- [WHAT THIS TASK INVOLVES]
Can you update the lines starting at the beginning of the items and ending at the line that contains "x=396 y=151", changing "innermost point" to "central point" and leaving everything else untouched? Omit the pictures from your answer.

- [STORED ROWS]
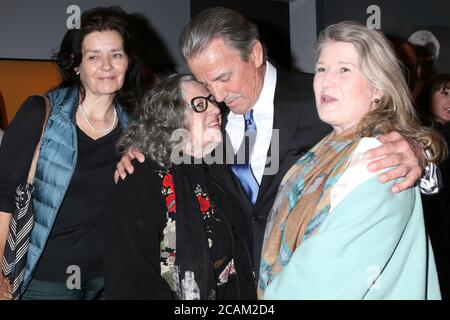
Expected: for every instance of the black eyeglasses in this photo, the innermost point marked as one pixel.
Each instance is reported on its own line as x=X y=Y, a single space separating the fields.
x=200 y=104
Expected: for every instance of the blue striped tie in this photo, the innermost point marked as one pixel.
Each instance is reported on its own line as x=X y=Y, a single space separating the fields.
x=242 y=167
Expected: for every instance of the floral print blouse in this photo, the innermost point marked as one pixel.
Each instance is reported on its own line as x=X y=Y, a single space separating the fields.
x=216 y=231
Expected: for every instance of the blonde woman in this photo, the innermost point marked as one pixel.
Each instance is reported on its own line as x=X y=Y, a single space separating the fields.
x=334 y=231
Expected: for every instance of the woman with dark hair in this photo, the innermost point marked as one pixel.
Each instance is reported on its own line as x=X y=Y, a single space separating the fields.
x=77 y=158
x=434 y=107
x=174 y=233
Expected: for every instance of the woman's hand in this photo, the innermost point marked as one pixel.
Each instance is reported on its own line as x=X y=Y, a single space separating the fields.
x=124 y=166
x=396 y=151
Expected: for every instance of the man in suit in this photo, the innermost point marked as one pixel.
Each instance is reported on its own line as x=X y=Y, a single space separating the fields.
x=223 y=51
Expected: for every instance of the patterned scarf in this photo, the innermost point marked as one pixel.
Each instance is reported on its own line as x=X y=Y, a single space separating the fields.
x=303 y=202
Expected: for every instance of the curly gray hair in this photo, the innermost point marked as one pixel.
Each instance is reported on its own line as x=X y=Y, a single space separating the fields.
x=162 y=111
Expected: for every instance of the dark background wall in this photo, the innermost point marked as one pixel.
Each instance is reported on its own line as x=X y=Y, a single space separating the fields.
x=399 y=19
x=33 y=29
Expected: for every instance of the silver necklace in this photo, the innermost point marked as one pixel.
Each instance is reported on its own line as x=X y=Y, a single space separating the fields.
x=104 y=131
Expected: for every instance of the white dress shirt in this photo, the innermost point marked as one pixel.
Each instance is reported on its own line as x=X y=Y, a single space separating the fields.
x=263 y=111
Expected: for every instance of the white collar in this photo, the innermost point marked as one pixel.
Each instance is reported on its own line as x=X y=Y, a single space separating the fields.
x=266 y=97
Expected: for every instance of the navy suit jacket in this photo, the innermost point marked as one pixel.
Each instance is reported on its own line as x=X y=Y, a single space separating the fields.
x=296 y=118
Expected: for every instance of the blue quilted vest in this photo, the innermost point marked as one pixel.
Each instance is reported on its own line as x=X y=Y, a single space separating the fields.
x=55 y=167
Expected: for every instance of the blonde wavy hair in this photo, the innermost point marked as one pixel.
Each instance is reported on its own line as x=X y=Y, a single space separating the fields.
x=395 y=111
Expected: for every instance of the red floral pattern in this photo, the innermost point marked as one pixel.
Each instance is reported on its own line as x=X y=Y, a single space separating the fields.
x=204 y=203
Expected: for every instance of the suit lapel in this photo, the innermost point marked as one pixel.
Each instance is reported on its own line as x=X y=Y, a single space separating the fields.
x=286 y=120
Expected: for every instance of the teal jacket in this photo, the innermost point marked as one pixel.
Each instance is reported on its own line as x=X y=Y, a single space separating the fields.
x=55 y=167
x=372 y=245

- [FINAL RESULT]
Expected: for every instance of the black eyeglasses in this photo, the central point marked as one pixel.
Each instance is reported on its own line as x=X y=Y, a single space separating the fields.
x=200 y=104
Expected: for every instance of the blue striped tie in this photo, the central point marked as one pixel.
Each instance is reported on its own line as x=X y=Y, a single space separating the fields.
x=242 y=167
Expected: for every instance of the floral print blouse in this photo, the central point marked as one pixel.
Each instance is reported on its own line as x=X y=Y, a single space separating the fields.
x=216 y=231
Expected: for every instance of the blonde woman in this photo, the central point marked as one pixel.
Each instance is reported on its own line as x=X y=Y, a single space separating the fields.
x=334 y=231
Expected: for every instance of the woman with dark hair in this photo, the central point marked as one pixel.
Each instance is reported on its own line as x=X y=Y, a single space separating the fields.
x=77 y=158
x=434 y=107
x=174 y=233
Expected: for every instance of the woman's hand in this photo, the central point marked as one pixel.
Each instance is reported on its own line as x=X y=Y, a single space separating the fields.
x=124 y=166
x=396 y=151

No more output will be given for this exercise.